**Problem statement**
Counting only lines below that hold "target", give the total alone.
::: Data listing :::
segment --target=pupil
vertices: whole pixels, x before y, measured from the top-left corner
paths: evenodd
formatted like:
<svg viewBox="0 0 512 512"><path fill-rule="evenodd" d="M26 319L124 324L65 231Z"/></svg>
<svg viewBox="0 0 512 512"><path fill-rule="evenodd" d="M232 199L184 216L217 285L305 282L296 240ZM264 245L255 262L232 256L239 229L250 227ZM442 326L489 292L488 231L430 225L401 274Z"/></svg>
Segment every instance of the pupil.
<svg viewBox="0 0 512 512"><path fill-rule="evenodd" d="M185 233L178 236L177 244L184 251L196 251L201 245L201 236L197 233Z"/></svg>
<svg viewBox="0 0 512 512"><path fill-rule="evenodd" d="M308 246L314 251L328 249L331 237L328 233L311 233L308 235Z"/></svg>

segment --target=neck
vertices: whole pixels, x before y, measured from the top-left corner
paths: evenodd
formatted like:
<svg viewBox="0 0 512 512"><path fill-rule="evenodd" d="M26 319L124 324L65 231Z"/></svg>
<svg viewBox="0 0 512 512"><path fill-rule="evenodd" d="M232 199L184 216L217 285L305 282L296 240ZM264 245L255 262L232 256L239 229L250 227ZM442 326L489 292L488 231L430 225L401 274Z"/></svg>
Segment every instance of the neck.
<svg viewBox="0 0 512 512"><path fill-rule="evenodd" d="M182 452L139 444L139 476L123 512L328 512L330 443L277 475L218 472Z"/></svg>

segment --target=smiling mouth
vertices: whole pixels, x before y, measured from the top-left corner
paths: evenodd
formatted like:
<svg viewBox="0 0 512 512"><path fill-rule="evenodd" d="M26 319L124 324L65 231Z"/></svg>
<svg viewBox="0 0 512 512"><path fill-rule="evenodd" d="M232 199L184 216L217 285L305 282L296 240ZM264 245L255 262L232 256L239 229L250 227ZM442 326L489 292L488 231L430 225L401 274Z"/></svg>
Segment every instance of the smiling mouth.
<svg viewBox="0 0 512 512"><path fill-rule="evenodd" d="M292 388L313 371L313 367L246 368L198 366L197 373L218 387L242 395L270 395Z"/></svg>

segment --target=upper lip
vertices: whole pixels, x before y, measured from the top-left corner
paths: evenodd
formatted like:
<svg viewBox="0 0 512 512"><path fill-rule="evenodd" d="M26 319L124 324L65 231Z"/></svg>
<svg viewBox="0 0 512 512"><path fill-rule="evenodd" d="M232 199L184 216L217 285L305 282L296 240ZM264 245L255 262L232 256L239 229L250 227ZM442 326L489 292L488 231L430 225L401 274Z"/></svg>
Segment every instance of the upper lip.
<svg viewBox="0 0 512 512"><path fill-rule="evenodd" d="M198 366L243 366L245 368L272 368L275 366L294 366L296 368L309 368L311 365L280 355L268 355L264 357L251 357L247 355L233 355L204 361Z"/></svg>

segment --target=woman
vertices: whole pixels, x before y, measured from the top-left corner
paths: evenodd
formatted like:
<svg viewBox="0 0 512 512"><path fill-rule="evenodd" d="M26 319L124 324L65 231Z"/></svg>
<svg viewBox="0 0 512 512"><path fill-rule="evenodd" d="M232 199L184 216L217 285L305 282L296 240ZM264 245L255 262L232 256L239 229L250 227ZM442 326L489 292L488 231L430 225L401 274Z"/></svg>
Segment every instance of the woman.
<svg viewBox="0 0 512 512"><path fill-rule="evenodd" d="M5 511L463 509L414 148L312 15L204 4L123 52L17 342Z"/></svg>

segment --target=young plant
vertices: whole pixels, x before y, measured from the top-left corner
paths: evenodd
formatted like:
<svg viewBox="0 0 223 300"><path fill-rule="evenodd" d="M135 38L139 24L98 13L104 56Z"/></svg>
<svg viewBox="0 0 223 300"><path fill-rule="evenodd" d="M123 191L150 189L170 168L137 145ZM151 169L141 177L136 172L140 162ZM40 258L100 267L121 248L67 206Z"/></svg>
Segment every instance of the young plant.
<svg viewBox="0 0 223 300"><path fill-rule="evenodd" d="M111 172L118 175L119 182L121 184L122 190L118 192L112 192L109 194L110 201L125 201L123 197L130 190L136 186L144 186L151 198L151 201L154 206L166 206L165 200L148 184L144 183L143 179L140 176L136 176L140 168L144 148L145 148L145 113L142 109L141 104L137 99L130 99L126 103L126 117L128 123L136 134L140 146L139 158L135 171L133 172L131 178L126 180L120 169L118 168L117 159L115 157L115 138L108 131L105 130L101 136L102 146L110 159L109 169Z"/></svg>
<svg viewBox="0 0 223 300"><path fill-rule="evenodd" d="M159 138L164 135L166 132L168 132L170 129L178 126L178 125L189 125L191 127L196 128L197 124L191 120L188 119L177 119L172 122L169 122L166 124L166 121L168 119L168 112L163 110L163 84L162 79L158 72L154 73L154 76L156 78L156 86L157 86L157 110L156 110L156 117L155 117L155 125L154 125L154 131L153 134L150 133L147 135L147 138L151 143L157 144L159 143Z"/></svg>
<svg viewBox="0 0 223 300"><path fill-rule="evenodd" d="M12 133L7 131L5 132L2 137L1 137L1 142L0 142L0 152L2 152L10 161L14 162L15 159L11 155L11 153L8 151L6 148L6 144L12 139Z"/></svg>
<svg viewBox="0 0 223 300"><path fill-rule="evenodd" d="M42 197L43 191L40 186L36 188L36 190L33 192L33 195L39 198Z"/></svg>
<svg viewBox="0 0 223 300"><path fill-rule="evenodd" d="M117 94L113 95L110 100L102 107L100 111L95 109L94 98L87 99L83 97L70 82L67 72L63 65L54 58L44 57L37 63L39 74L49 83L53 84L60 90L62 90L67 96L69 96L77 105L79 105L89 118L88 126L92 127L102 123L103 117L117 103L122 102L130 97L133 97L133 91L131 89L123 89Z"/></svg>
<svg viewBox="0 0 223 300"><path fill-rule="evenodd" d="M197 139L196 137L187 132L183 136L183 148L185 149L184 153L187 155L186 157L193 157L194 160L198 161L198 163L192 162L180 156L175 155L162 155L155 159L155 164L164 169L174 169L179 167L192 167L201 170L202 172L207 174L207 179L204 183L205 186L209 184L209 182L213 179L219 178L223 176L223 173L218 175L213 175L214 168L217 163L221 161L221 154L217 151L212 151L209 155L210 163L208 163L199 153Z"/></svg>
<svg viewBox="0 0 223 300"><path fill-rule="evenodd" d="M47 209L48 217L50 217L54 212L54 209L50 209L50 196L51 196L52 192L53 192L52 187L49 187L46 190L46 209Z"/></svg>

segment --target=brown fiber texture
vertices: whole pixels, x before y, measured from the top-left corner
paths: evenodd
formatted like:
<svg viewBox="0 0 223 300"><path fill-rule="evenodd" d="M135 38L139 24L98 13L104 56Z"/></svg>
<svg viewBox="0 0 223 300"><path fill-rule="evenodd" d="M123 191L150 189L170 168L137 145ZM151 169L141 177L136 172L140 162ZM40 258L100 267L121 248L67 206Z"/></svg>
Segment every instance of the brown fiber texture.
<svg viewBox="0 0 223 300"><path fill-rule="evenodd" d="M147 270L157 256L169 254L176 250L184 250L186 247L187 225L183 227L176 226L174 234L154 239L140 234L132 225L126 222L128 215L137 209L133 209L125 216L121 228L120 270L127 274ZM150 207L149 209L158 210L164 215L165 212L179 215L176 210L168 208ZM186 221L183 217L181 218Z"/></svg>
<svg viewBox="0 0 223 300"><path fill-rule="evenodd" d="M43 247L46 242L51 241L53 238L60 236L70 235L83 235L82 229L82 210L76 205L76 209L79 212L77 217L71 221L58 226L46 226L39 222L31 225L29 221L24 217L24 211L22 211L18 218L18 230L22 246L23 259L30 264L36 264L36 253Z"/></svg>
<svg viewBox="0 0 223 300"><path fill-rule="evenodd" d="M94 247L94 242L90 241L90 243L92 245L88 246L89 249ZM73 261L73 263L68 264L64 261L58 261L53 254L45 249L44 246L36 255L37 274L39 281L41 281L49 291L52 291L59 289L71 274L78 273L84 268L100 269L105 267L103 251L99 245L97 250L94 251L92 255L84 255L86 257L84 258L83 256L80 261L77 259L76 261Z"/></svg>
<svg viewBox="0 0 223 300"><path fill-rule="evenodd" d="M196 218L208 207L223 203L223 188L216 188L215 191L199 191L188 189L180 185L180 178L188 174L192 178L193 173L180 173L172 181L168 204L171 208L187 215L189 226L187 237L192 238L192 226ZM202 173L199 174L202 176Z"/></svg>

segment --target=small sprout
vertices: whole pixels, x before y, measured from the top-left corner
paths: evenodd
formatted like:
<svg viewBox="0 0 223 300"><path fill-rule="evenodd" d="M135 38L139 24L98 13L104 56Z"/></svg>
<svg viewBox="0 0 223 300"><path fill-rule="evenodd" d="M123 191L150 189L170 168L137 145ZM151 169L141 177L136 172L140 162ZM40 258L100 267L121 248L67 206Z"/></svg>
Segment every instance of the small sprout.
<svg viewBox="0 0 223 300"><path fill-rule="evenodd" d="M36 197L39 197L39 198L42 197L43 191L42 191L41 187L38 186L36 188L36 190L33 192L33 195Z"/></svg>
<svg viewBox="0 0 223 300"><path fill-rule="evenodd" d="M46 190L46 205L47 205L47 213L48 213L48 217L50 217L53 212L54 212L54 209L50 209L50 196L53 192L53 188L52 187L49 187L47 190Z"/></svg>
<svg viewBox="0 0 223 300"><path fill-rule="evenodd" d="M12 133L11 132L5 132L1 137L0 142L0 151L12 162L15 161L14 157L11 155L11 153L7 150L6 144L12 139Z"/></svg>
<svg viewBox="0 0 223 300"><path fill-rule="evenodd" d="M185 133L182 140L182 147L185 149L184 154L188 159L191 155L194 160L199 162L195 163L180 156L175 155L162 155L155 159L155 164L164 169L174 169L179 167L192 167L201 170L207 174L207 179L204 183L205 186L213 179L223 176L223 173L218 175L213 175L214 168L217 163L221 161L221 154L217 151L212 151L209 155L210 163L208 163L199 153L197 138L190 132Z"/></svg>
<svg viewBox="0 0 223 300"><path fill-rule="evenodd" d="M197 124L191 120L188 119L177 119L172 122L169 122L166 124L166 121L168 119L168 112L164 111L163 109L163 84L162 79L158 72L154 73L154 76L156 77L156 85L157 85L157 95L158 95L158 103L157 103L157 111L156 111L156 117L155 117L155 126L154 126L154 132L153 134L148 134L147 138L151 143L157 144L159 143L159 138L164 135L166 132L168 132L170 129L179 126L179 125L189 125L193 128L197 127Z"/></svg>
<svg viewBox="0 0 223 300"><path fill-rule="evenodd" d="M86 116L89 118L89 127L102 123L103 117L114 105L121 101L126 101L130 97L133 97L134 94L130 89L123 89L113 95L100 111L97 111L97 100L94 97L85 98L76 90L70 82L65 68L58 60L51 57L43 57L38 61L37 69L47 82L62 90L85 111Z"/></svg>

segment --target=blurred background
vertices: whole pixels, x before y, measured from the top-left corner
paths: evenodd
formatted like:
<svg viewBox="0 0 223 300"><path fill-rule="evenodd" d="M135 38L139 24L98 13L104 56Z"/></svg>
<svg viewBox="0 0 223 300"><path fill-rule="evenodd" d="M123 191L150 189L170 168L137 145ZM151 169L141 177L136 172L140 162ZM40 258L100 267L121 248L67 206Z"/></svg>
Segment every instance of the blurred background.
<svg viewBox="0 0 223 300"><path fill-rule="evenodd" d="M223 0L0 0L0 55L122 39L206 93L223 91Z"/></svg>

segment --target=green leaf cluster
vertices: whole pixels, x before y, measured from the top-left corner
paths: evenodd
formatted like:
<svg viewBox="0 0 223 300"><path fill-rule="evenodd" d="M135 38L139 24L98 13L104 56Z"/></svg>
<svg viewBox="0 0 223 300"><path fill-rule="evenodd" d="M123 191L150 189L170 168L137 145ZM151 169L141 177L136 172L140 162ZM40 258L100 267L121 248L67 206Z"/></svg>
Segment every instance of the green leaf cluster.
:::
**Task result**
10